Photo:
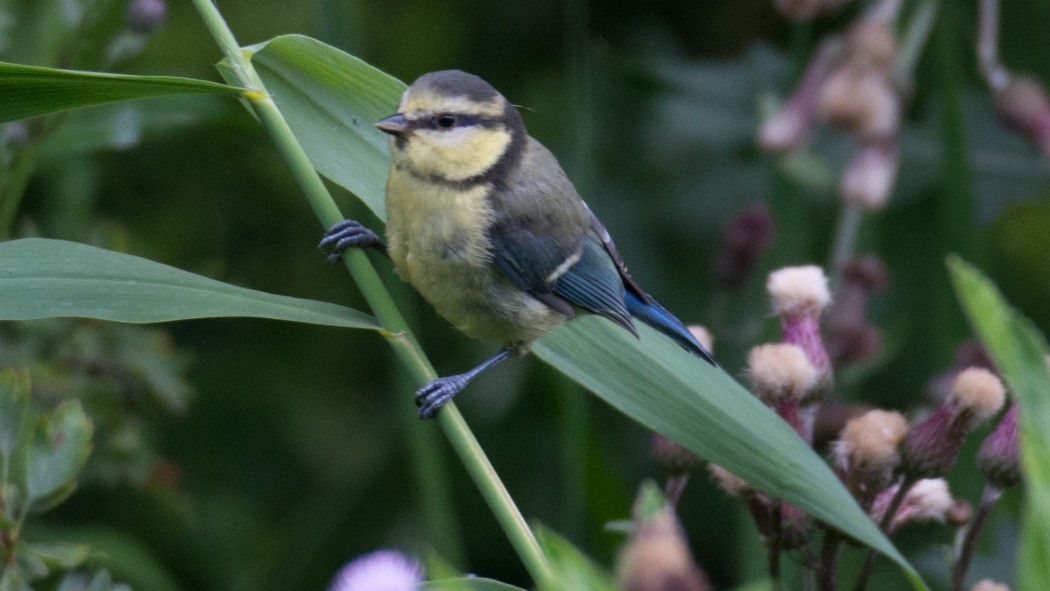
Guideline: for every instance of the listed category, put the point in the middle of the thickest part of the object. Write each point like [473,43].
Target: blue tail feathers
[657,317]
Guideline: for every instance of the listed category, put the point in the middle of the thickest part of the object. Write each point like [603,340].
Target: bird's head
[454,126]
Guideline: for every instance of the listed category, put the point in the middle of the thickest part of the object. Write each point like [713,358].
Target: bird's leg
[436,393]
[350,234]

▸ **Aim**
Copy every one of the lines above word for word, omitting the pictures.

▸ **Full response**
Photo:
Guideline: for every instance of the listed category, put the point in the middle of the thickest part of the object. Write each point like [473,43].
Target: blue tail feathers
[657,317]
Guideline: for every instance of the listed category, put the point in the middle of the thickest part of the object. Write each point like [603,340].
Target: bird's head
[454,126]
Guideline: for every instance of the listed category, put the point in the middle of the thickest part of the object. Write each point like [713,358].
Target: bird's leg
[436,393]
[350,234]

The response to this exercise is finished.